◆ Lista de tareas ◆
a – Según el texto sobre la Universidad de Chile, ¿quién asumirá el cargo de rector?
b – Edita el texto sobre la Universidad de Chile: copia el fragmento que comienza en "En pocos días" y termina en "la Educación Superior.", sustituyendo "académicos" por "profesores".

◆ Texto para analizar ◆
En pocos días más la Universidad de Chile tendrá nuevo rector elegido por la mayoría de los votos de los académicos, sin que todavía, después de 40 años, los otros dos estamentos de nuestro plantel recuperen el derecho a elegir también a sus autoridades superiores. El doctor Ennio Vivaldi asumirá el cargo en la insistencia por conseguir un “nuevo trato” del Estado a su más antigua y prestigiada entidad de la Educación Superior.
Desmembrada e intervenida por la Dictadura, la Universidad de Chile siguió afectada por el desdén de los gobiernos que sucedieron al Régimen Militar los que, incluso, fueron más propicios todavía a la proliferación de toda suerte de universidades privadas que, con cuantiosas asignaciones fiscales, se dedicaron a lucrar y contrariar sistemáticamente la Ley. Sin que las autoridades les impusieran siquiera condiciones y supervisión alguna a la calidad de su enseñanza.
Es más, desde el ministerio de Educación, hubo quienes visualizaron la oportunidad de fundar o ser contratados por planteles que ahora se demuestran sin idoneidad, y cuyo propósito más evidente era obtener dividendos de la educación pagada, de la recaudación de los aportes de los padres y apoderados, el endeudamiento estudiantil con los bancos y las millonarias compraventas de muchos planteles. De esta forma es que no dejan de tener razón quienes sospechan de los propósitos actuales de recuperar la educación pública, sobre todo cuando algunos personeros, ayer en la Concertación y hoy instalados en la Nueva Mayoría, fueron los mismos que en el pasado reciente configuraron aberrantes despropósitos, como ese sistema de “préstamos con aval del Estado” a los estudiantes, a tasas de interés bajo el yugo de la usura y que, por cierto, se constituyeron un considerable negocio para las entidades financieras.
Desde el seno de la Universidad de Chile nadie pudo augurar que el modelo neoliberal entronizado también en la educación y la cultura fuera consolidado plenamente en la posdictadura, al grado que hoy la enorme mayoría de jóvenes se forma en las entidades privadas y con fin de lucro, al arbitrio entero de sus sostenedores y sin consideración alguna de las necesidades del país. Esto se demuestra en la cantidad de egresados cuyos títulos tienen poca o ninguna atinencia con las efectivas demandas ocupacionales, mientras siguen escaseando os profesionales de formación más compleja y costosa que, por lo mismo, muy pocas de estas universidades se hicieron cargo de formar.

◆ Datos de entrada ◆
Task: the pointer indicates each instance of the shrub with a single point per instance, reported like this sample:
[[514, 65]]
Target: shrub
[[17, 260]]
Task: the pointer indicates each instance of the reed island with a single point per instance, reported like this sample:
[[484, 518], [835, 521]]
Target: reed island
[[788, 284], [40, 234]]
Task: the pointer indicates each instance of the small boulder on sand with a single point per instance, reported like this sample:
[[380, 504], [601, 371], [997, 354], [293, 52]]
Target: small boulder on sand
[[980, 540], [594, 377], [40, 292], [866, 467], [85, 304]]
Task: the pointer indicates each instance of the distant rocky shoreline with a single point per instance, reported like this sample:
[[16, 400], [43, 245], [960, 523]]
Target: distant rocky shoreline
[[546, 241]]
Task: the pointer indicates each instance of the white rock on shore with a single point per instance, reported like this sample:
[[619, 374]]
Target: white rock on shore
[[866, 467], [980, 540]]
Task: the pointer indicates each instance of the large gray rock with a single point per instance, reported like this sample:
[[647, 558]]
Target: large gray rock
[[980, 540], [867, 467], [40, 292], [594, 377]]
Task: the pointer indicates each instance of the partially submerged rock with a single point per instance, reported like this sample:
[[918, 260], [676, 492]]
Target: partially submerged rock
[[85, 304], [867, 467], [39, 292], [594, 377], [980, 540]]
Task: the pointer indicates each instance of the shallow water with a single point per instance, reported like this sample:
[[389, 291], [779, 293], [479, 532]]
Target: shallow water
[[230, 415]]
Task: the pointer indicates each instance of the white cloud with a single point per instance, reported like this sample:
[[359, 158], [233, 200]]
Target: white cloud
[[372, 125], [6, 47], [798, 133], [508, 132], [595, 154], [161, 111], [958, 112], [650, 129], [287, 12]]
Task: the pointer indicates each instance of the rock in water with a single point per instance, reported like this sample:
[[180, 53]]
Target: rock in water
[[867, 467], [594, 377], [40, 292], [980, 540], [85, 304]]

◆ Respuestas ◆
a – El doctor Ennio Vivaldi.

b –
En pocos días más la Universidad de Chile tendrá nuevo rector elegido por la mayoría de los votos de los profesores, sin que todavía, después de 40 años, los otros dos estamentos de nuestro plantel recuperen el derecho a elegir también a sus autoridades superiores. El doctor Ennio Vivaldi asumirá el cargo en la insistencia por conseguir un “nuevo trato” del Estado a su más antigua y prestigiada entidad de la Educación Superior.